- [Extract]
········

When asked why they took such a huge step backwards, the dean of career services cited that Houston was now just doing what other schools were doing. She also claimed it was an improvement overall because it also included 2009 and 2008 employment data, although it is barely more than what’s already available in our data clearinghouse (2008 & 2009).

For the unacquainted, Houston copied the University of Chicago’s presentation standard, and in doing so actually decreased its level of disclosure. We criticized Chicago’s standard back in January for this particular reason:

Last month, the University of Chicago Law School received widespread acclaim for its decision to provide improved consumer information about the class of 2010. We believe Chicago received acclaim because the job outcomes for Chicago’s 2010 graduates appear to be strong relative to other law schools’ outcomes. The positive responses confused the unexpected quality of outcomes, which for Chicago graduates remained strong despite the retraction in attorney hiring, with actual quality of disclosure. Chicago coupled tabular data with language about the need for transparency, leading people to claim that Chicago has set the market. But if every law school disclosed employment data according to Chicago’s incomplete methodology, most would still continue to mislead prospective law students.

The Chicago methodology does not distinguish between full- and part-time jobs, between long- and short-term jobs, or whether positions are funded by the law school. Nor does it indicate the numerator for the salary figures. For Chicago, this is a relatively minor oversight because it collected salary data from 94% of employed graduates. But the further the response rate moves away from 100%, the more important it is that the rate be disclosed for every category that a school provides salary information for. Few, if any, other schools have a response rate above 90%.

········

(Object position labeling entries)
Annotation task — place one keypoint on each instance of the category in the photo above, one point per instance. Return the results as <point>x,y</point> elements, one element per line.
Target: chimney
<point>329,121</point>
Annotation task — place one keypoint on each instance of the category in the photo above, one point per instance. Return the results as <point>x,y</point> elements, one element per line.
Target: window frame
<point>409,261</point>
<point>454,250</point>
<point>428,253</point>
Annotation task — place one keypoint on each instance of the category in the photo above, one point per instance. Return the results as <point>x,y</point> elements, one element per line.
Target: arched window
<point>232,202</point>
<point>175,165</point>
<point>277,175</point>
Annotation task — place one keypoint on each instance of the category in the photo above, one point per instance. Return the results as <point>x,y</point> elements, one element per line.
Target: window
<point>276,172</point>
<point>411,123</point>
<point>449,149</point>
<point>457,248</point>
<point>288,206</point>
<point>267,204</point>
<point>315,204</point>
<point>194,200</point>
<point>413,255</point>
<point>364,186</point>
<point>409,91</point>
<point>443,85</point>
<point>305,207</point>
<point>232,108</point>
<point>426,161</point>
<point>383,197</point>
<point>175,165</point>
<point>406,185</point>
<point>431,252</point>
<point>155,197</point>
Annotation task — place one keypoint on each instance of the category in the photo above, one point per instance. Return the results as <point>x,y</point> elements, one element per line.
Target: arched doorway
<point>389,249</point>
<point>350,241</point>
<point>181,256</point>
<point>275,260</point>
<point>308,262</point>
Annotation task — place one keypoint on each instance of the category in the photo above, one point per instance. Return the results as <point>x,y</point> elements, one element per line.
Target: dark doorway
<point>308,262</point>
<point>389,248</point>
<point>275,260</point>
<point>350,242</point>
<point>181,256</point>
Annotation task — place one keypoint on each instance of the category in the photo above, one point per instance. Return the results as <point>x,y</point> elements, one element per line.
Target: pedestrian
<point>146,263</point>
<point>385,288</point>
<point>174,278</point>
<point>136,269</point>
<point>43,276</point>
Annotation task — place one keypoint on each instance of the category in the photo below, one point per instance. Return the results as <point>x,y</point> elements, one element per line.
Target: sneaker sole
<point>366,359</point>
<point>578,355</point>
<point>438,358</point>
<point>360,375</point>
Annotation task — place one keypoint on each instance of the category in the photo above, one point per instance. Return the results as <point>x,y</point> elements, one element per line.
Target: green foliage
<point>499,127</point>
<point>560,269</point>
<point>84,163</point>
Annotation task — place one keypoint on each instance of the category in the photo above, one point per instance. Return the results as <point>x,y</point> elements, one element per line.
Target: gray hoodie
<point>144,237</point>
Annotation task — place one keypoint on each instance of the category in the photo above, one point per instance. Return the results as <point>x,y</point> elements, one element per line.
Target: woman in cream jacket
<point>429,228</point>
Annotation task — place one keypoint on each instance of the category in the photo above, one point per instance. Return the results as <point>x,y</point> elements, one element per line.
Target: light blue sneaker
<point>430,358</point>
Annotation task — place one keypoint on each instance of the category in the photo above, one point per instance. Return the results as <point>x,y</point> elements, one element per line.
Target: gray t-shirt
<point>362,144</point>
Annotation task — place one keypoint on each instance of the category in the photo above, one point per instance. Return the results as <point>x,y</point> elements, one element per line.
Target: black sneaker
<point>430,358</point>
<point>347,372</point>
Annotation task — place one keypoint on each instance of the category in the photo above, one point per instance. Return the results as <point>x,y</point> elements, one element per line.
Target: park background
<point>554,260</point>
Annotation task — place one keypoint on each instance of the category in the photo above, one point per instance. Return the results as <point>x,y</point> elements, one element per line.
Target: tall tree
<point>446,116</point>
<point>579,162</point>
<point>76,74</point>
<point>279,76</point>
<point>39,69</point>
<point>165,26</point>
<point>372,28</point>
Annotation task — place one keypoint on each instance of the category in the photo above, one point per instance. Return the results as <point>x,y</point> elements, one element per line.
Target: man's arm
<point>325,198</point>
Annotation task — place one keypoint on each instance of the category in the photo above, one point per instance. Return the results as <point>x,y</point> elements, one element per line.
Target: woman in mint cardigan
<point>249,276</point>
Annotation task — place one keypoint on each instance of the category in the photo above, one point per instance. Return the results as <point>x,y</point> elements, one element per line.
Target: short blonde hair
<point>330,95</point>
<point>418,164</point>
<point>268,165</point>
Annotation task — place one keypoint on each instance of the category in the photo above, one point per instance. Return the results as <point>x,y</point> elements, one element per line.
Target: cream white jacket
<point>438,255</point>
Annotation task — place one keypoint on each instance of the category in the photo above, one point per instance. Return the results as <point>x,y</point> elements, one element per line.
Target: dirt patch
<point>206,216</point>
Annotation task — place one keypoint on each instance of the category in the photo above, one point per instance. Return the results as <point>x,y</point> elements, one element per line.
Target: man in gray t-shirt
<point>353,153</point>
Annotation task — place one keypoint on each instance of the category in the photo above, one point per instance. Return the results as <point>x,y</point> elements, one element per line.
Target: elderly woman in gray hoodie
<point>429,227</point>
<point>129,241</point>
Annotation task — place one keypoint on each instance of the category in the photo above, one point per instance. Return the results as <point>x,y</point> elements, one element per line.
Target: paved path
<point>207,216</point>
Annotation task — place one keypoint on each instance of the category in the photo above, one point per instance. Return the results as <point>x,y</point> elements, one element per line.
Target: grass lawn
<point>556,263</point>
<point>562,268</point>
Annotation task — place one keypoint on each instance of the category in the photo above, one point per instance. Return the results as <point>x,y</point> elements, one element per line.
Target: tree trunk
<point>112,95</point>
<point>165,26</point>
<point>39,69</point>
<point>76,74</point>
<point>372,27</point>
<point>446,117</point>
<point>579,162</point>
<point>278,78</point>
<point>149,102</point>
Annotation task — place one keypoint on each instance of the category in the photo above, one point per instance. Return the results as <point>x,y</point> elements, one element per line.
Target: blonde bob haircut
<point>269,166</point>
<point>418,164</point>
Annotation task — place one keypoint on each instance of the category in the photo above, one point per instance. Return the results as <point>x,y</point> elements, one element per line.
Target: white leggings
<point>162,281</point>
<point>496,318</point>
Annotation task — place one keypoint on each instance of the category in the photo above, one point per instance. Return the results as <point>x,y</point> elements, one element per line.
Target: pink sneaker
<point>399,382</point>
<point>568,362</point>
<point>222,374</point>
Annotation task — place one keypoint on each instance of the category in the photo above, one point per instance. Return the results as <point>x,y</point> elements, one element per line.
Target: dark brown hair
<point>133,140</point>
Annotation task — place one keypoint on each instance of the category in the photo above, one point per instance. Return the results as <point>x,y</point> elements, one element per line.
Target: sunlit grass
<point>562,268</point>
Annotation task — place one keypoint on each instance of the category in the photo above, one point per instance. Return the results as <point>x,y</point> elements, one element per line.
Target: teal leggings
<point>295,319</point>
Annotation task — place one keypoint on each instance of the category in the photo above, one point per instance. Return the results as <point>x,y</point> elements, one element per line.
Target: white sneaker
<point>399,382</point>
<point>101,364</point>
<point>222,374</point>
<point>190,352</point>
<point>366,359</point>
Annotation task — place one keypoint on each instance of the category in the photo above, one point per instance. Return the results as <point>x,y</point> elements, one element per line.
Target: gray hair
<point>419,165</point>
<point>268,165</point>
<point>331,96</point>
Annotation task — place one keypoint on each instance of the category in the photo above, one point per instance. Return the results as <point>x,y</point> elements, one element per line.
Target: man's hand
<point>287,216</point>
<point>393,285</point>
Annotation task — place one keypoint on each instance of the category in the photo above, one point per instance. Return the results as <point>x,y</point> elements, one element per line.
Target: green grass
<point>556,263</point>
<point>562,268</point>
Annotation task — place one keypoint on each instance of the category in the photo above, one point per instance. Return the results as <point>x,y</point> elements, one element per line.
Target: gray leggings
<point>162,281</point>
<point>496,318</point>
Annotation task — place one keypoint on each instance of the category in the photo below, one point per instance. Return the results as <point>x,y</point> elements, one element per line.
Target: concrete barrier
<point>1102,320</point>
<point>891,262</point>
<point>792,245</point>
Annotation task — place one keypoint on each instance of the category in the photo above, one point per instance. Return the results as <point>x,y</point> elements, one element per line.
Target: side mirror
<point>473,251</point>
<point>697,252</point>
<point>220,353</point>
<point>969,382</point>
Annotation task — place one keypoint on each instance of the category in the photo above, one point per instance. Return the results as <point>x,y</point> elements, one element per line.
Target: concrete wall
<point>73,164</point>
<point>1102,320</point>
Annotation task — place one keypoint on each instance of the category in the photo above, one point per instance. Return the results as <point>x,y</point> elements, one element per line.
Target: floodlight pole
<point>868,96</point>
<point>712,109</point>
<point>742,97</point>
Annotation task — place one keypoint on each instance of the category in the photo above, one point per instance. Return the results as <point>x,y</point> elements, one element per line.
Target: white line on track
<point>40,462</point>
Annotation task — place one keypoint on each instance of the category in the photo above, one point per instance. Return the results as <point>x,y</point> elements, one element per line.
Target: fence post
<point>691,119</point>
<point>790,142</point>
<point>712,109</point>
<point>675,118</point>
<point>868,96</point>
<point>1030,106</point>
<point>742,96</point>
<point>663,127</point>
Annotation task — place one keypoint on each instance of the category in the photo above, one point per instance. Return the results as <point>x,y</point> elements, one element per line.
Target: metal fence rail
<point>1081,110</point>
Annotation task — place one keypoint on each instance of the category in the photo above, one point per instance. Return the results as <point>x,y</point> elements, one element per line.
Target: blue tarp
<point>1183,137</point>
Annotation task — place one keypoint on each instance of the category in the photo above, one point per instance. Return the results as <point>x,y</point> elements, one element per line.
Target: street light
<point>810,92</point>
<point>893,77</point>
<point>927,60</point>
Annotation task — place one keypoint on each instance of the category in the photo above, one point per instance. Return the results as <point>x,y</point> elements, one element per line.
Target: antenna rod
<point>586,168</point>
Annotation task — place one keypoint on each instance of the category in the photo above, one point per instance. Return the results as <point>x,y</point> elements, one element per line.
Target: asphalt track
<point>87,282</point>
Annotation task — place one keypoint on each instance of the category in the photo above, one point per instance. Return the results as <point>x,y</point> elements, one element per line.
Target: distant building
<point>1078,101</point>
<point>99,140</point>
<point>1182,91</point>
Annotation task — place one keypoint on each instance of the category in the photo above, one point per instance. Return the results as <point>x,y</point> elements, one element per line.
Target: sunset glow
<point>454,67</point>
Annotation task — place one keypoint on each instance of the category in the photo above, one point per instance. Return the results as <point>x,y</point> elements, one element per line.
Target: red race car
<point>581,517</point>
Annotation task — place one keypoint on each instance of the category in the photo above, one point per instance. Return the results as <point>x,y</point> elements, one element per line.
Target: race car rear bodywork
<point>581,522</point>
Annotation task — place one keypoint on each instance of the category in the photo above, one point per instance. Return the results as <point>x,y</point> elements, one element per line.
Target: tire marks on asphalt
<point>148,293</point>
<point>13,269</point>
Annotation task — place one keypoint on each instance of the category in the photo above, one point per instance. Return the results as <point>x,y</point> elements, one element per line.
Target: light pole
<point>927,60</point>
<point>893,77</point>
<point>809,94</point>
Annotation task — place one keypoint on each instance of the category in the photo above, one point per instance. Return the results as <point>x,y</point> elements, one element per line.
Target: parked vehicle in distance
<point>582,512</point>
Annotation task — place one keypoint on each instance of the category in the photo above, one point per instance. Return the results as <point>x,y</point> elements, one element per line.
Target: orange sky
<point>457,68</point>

········

- [Exercises]
1) Write out the part of the text on law school employment data, starting at "The Chicago methodology" and ending at "rate above 90%.".
2) Extend the text on law school employment data by adding new sentences after its final one.
These rows were taken from a different source than the text.

- [Solved problems]
1)
The Chicago methodology does not distinguish between full- and part-time jobs, between long- and short-term jobs, or whether positions are funded by the law school. Nor does it indicate the numerator for the salary figures. For Chicago, this is a relatively minor oversight because it collected salary data from 94% of employed graduates. But the further the response rate moves away from 100%, the more important it is that the rate be disclosed for every category that a school provides salary information for. Few, if any, other schools have a response rate above 90%.

2)
Predictably, Chicago’s puffery about its dedication to transparency has done more harm than good.

LST Obtains Its 40th NALP Report

There remains reason to be optimistic, however. LST has obtained NALP reports from six more law schools since our original announcement.

This brings the total to 40 law schools. While such incremental improvements to transparency suggest a long road ahead, we do consider 40 a significant threshold. LST will continue advocating for law schools to share their class of 2010 reports and, when the time comes, officially request the class of 2011 NALP reports too. Accepted students who don’t want to wait until then can start contacting the schools to request the 2011 data, now that we have passed the February 15 reporting deadline. If you are successful in leveraging your acceptances to procure the data please consider sharing it with us and directly with other applicants on popular discussion board sites like TLS.

Class of 2011 NLJ 250 Statistics

The National Law Journal (NLJ) released its annual report this weekend on the law schools that send the most graduates to the 250 largest American law firms (NLJ 250). In this post we’ll answer a few basic questions about this important employment outcome measure. This is the first Class of 2011 employment information publicly provided.

What is the NLJ 250?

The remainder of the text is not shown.